WORK TO COMPLETE |
Copy out the entries starting at the line containing "TARGET = white throw pillow" and ending at the line containing "[(111, 423), (128, 451), (77, 423)]", substituting "ivory" for each "white" and changing nothing else.

STORED RECORDS |
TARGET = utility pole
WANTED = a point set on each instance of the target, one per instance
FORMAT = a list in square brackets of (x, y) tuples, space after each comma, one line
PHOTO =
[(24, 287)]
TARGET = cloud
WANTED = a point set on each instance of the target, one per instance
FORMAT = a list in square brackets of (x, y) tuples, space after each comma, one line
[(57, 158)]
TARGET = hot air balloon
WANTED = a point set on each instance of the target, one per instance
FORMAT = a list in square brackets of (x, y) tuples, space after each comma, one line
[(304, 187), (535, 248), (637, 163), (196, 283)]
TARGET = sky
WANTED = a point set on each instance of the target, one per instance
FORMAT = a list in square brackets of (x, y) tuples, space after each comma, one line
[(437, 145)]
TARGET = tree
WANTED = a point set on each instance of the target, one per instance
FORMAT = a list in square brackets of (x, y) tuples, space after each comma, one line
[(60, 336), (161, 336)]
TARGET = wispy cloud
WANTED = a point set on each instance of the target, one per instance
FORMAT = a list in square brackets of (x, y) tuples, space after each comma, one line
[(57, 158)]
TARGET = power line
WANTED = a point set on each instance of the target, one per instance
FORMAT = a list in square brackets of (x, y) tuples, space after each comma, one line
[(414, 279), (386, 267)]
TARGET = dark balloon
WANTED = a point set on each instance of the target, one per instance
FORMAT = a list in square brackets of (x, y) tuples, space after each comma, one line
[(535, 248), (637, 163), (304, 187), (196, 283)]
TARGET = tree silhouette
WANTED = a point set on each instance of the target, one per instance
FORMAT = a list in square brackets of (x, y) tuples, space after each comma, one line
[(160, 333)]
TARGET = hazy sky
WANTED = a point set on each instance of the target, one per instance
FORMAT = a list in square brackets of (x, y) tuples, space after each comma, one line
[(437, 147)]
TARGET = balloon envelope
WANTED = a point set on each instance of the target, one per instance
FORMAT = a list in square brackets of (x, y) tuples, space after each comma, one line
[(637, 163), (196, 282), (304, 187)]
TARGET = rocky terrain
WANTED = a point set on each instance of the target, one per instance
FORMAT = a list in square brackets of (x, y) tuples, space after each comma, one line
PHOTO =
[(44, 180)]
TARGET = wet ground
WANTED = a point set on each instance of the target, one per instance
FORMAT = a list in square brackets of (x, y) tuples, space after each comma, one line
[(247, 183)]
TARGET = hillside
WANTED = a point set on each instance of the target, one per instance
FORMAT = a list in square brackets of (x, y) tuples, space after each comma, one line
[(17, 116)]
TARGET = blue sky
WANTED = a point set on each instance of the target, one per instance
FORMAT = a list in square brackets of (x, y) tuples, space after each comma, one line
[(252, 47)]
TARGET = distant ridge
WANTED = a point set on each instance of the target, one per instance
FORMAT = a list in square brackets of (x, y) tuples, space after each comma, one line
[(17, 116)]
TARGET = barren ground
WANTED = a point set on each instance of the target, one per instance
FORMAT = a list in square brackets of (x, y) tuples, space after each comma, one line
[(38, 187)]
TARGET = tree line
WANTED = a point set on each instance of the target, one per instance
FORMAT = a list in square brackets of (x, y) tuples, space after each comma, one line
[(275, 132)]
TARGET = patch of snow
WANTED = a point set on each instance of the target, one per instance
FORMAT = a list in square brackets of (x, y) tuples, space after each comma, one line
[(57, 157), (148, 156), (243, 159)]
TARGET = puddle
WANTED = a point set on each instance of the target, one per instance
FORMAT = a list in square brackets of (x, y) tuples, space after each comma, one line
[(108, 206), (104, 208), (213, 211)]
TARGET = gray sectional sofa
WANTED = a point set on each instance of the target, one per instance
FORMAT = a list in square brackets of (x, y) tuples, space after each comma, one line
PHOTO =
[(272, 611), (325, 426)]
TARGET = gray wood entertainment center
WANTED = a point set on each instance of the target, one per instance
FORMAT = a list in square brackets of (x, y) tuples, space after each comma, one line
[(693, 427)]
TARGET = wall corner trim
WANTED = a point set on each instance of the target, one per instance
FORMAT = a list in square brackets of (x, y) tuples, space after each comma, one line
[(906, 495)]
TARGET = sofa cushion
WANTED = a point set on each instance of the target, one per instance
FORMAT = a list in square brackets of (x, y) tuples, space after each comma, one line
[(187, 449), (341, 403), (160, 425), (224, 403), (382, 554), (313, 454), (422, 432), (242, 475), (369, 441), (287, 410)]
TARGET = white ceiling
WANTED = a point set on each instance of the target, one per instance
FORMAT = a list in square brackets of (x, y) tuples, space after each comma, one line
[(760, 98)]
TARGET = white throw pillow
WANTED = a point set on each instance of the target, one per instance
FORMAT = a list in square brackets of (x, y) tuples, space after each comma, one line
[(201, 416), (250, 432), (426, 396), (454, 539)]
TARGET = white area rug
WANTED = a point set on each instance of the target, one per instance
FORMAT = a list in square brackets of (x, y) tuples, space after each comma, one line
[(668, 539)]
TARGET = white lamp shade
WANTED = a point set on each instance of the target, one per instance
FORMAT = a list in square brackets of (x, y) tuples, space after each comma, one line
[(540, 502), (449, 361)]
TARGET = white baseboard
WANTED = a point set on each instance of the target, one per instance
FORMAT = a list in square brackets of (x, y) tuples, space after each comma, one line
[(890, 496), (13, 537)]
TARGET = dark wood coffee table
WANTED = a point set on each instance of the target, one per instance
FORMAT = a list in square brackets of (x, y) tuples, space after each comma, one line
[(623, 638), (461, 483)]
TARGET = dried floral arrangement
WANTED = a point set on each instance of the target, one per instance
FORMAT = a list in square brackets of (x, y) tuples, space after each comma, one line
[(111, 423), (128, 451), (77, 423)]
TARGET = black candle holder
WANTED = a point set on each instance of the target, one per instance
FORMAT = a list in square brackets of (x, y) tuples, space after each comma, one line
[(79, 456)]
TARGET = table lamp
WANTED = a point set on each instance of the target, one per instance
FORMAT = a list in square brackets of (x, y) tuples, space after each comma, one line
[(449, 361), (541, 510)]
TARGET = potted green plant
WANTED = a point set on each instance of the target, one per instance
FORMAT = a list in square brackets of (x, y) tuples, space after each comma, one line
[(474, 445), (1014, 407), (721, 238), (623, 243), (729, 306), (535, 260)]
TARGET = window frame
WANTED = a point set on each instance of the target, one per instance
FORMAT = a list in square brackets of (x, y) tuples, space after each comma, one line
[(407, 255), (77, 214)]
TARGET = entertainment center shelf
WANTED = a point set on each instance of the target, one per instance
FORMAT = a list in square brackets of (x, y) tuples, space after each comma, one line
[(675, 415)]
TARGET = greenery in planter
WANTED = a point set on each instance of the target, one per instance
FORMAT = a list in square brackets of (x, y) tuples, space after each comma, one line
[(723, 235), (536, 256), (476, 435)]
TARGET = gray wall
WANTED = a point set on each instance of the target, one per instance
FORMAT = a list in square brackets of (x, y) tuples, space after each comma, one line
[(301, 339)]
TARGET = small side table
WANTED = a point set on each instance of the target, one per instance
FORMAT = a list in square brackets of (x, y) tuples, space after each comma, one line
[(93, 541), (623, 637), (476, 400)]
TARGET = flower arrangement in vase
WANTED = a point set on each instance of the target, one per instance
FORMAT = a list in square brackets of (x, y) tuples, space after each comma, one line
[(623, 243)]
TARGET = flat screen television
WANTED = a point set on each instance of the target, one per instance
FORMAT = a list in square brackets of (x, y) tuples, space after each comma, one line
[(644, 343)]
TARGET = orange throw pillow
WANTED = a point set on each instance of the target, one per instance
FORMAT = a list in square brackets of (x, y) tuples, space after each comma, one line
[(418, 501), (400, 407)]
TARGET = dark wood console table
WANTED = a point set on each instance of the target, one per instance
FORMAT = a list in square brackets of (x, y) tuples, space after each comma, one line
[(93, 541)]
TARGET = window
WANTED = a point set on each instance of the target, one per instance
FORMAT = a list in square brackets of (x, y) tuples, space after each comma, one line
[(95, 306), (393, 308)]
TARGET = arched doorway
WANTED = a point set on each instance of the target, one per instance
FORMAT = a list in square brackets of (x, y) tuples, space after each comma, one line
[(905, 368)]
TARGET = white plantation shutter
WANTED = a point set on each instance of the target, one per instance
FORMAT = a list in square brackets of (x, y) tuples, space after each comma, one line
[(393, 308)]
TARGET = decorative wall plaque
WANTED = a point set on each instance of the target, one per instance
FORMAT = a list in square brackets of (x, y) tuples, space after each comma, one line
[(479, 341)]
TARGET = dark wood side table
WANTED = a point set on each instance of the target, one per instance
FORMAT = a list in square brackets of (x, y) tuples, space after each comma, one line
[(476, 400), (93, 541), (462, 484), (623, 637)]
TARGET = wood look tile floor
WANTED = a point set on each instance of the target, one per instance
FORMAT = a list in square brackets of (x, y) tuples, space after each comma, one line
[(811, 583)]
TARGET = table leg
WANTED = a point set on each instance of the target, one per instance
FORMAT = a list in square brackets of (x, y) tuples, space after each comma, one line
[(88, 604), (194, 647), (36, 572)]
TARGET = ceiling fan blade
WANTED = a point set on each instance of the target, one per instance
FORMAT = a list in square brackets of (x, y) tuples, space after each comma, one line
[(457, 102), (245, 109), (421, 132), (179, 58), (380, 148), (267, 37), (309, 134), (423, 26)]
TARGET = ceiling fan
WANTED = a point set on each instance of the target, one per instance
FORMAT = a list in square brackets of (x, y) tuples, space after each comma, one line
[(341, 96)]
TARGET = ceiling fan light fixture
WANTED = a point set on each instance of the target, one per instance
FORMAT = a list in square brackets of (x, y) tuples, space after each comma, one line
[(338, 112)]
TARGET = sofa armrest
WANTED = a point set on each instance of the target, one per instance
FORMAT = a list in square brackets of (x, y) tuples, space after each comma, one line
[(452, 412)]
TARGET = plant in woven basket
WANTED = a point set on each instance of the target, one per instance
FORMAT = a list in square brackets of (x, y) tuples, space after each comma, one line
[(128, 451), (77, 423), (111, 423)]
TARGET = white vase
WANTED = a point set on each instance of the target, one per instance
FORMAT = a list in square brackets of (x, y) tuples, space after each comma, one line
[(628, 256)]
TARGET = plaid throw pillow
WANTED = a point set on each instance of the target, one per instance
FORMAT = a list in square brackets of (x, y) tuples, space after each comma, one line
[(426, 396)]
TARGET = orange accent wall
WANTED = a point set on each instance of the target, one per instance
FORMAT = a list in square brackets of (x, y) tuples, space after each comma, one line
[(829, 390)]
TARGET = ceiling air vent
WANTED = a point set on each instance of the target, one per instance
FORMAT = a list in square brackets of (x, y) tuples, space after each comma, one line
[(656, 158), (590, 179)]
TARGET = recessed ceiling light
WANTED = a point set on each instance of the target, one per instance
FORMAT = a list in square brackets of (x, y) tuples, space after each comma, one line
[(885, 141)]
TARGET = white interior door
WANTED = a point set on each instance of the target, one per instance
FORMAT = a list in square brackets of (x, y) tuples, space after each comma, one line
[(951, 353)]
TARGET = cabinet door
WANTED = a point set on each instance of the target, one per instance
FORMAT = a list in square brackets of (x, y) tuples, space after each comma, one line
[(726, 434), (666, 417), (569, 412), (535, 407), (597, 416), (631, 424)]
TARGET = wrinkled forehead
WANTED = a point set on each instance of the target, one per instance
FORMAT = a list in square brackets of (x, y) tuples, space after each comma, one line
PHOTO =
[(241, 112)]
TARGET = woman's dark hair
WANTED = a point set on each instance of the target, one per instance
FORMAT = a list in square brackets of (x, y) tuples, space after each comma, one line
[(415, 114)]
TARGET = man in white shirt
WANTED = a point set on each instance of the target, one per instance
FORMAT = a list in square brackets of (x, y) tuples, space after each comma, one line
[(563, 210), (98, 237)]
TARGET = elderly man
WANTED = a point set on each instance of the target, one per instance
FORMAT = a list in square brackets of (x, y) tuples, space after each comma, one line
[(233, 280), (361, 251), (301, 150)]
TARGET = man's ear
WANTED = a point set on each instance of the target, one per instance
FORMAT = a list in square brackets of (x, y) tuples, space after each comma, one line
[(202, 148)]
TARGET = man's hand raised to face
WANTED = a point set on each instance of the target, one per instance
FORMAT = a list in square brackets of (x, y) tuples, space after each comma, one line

WRITTEN RESPONSE |
TARGET = ivory throw pillow
WANTED = a point set on each instance of the target, one per instance
FORMAT = a list in square brackets of (x, y) tuples, space after each comma, one line
[(201, 416), (250, 432), (426, 396), (454, 539)]
TARGET = ivory area rug
WANTED = a point set on each instance of the target, one per instance
FORMAT = a list in square brackets of (x, y) tuples, space after each comma, one line
[(668, 539)]
TARGET = ivory lamp shade
WANTED = a point set on each instance of the target, one per instance
FORMAT = a list in square brackets of (x, y) tuples, space after each comma, one line
[(540, 502), (449, 361)]
TARGET = ivory baseboard
WANTED = a point set on each instance of the target, one per instance
FORMAT = a list in square brackets of (x, y) tuples, space after each comma, one line
[(890, 496), (13, 537)]
TARGET = dark wood coffee table
WANTED = a point set on each instance of the target, one per instance
FORMAT = a list in square brackets of (x, y) tuples, space after each comma, one line
[(623, 638), (461, 483)]
TARGET = dried floral arrangement
WANTED = a point set on each instance of the target, one per instance
FORMAT = a list in square brackets of (x, y) tuples, space after each comma, one line
[(111, 423), (128, 451), (77, 423)]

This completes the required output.